#### Sağlanan metin
----
8 Ocak 2021 Cuma

Dağlık Karabağ Uyuşmazlığında Self-Determinasyon Tezlerinin Göreceliği BÖLÜM 3

Dağlık Karabağ Uyuşmazlığında Self-Determinasyon Tezlerinin Göreceliği BÖLÜM 3


Dağlık Karabağ Uyuşmazlığı, Self-Determinasyon, Tezlerinin Göreceliği, Av. Dr. Deniz AKÇAY,Minsk Grubu,


Dağlık Karabağ İçin Azerbaycan-Ermenistan Savaşı 

30 Ağustos 1991’de Azerbaycan bağımsızlığını ilan etmiştir. 2 Eylül 1991’de ise Dağlık Karabağ Ermenileri Dağlık Karabağ Cumhuriyeti’ni, 6 Ocak 1992’de bağımsızlığını ilan etmiştir. 23 Eylül 1991’de de Ermenistan bağımsızlık ilanında bulunmuştur. 1991 yılı Aralık ayı sonunda ise Sovyet Sosyalist Cumhuriyetler Birliği (SSCB) resmen ortadan kalkmıştır. Böylece, 1987 yılının sonlarında SSCB içinde bir etno-teritoryal çatışma olarak başlayan süreç, iki bağımsız devlet arasında yaşanan bir savaş halini almıştır.
----
#### Verilen bilgiler
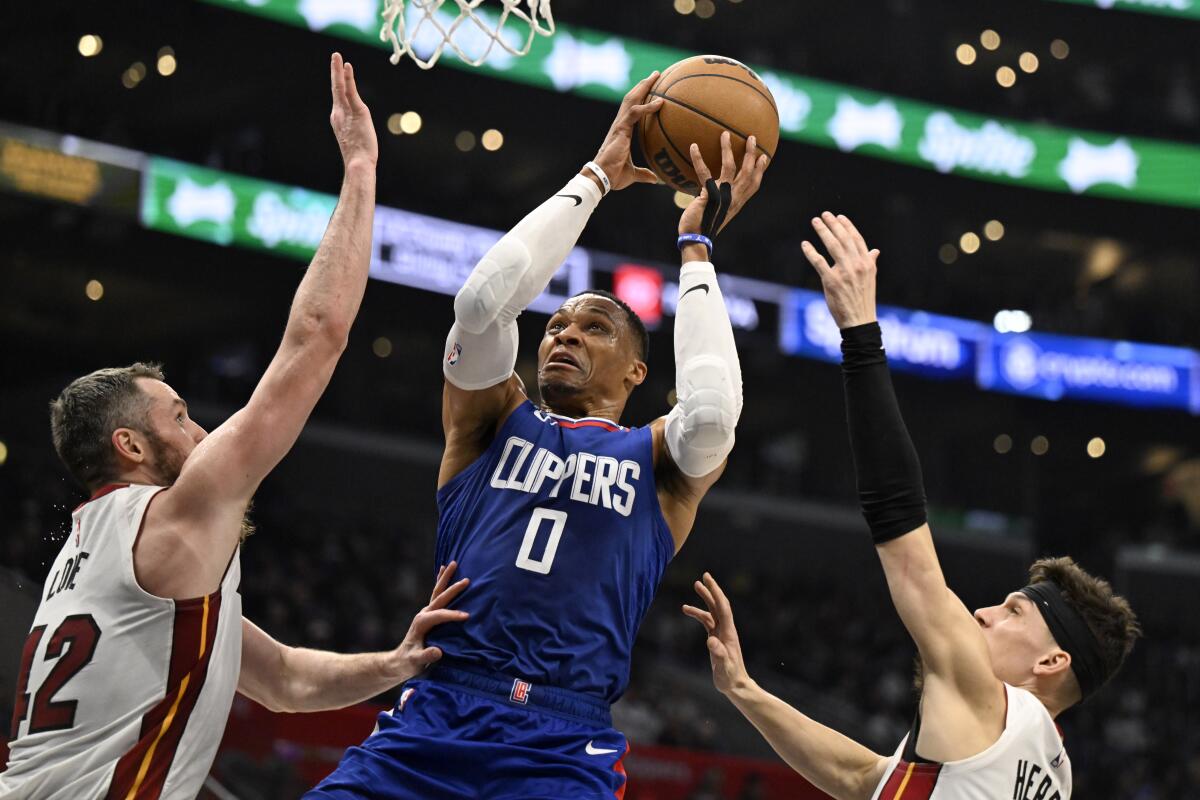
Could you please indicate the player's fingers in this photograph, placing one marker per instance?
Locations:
(718, 648)
(335, 78)
(427, 620)
(447, 596)
(748, 157)
(852, 233)
(816, 259)
(729, 168)
(444, 572)
(707, 596)
(724, 609)
(643, 175)
(640, 89)
(637, 112)
(701, 617)
(828, 239)
(699, 164)
(760, 167)
(840, 230)
(352, 86)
----
#### Amaç
Dağlık Karabağ uyuşmazlığını anlatan metni, son cümlesinden sonra kaldığı yerden sürdürün.

#### Sonuç aşağıda
30 Ocak 1992’de Azerbaycan ve Ermenistan, Dağlık Karabağ sorununun çözülmesi için bir platform olma iddiasında olan Avrupa Güvenlik ve İşbirliği Konferansı’na (AGİK) kabul edilmiştir. AGİK 1994 yılında Avrupa Güvenlik ve İşbirliği Teşkilatı (AGİT) adını alırken Dağlık Karabağ sorunun çözümü için bünyesinde faaliyet gösterecek olan Minsk Grubu oluşturulmuştur. Böylece AGİT Minsk Grubu, Dağlık Karabağ sorunun çözümünde en önemli uluslararası platform haline gelmiştir. 
Öte yandan, bazı üçüncü devletler de arabulucu rolü oynamak için girişimlerde bulunmuşlardır. Sonuçta, çatışmanın iki devlet arasında yaşanan bir savaşa dönüşmesinden kısa bir süre sonra günümüzde halen devam etmekte olan uluslararası arabuluculuk çabaları da başlamış, dolayısıyla sorun uluslararası bir boyut da kazanmıştır.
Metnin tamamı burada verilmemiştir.